* What to do: Reproduce everything in the game thread from "Miller and Johnson" down to "(Jun 28, 2003)", swapping in "Mike Miller" wherever "Miller" appears.

##### Text #####

Yep, a nice looking game thread indeed. Thank you. However, Jason Williams and Mike Miller look remarkably similar. Are they twins?


G-Force


----------



## Kekai (Jan 12, 2005)

G-Force said:


> Yep, a nice looking game thread indeed. Thank you. However, Jason Williams and Mike Miller look remarkably similar. Are they twins?
> 
> 
> G-Force


Haha. Sorry about that. My mistake.


----------



## ChristopherJ (Aug 10, 2004)

Miller and Johnson will be a very interesting matchup. Miller has being playing amazing as of late and has being Memphis' go to guy. JJ will have to focus on his defense in this series before he even thinks about offense.


----------



## DaUnbreakableKinG (Jun 28, 2003)

Great game thread. :clap: :greatjob:

I think the Suns will win in either 5 or 6.


----------



## Darth Bryant (Feb 1, 2005)

I am hoping to see Memphis make a decent series out of this one.. but the suns are just to powerful... I forsee a sweap.


----------



## Kekai (Jan 12, 2005)

CDRacingZX6R said:


> I am hoping to see Memphis make a decent series out of this one.. but the suns are just to powerful... I forsee a sweap.


This series could easily be a sweep, but also easily be 7 games. Memphis has always seemed to have our number, and I have to admit that I am just a little bit worried.


----------



## Kekai (Jan 12, 2005)

##### Data listing #####

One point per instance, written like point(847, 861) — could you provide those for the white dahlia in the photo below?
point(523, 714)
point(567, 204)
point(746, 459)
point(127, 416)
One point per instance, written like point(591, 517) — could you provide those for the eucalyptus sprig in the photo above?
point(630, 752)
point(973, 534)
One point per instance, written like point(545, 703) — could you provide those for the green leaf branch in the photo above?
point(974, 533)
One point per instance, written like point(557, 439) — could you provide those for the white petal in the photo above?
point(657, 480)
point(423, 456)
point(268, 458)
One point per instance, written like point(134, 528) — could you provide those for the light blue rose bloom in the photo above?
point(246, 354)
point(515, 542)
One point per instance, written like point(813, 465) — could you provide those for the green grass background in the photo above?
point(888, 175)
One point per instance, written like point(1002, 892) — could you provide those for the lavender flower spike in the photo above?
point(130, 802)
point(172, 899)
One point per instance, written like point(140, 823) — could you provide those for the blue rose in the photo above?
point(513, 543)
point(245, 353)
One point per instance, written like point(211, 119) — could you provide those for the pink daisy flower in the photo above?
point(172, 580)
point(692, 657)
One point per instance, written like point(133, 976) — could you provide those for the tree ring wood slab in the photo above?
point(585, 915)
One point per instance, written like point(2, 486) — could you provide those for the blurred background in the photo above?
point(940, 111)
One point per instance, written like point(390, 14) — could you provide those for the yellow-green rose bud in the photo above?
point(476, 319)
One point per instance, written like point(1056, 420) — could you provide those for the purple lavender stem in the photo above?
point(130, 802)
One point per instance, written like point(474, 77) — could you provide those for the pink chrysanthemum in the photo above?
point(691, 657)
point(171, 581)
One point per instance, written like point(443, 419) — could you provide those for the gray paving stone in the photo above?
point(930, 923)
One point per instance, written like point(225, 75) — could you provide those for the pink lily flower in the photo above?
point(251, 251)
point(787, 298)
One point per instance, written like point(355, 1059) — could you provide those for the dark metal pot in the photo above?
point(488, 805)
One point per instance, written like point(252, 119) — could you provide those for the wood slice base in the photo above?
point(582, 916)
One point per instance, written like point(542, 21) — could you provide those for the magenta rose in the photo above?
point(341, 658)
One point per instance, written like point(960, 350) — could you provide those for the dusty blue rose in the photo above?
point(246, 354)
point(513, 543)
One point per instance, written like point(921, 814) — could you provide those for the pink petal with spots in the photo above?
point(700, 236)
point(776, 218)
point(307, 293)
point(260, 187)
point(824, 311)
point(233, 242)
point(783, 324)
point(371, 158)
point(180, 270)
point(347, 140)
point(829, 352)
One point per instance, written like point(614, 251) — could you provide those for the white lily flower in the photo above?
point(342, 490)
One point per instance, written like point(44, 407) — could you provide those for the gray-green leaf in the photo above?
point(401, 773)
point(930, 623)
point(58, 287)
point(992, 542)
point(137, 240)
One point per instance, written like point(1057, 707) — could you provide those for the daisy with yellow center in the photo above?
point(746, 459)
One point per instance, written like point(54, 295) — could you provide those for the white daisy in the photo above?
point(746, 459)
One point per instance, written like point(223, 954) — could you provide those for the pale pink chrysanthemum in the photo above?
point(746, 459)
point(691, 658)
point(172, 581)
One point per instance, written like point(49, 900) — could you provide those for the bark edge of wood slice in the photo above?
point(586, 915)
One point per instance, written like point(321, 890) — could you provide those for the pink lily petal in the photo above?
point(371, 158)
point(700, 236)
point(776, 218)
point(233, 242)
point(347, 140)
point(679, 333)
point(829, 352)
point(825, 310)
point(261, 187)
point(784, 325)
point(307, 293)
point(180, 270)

#####

* Expected answer:
Mike Miller and Johnson will be a very interesting matchup. Mike Miller has being playing amazing as of late and has being Memphis' go to guy. JJ will have to focus on his defense in this series before he even thinks about offense.


----------



## DaUnbreakableKinG (Jun 28, 2003)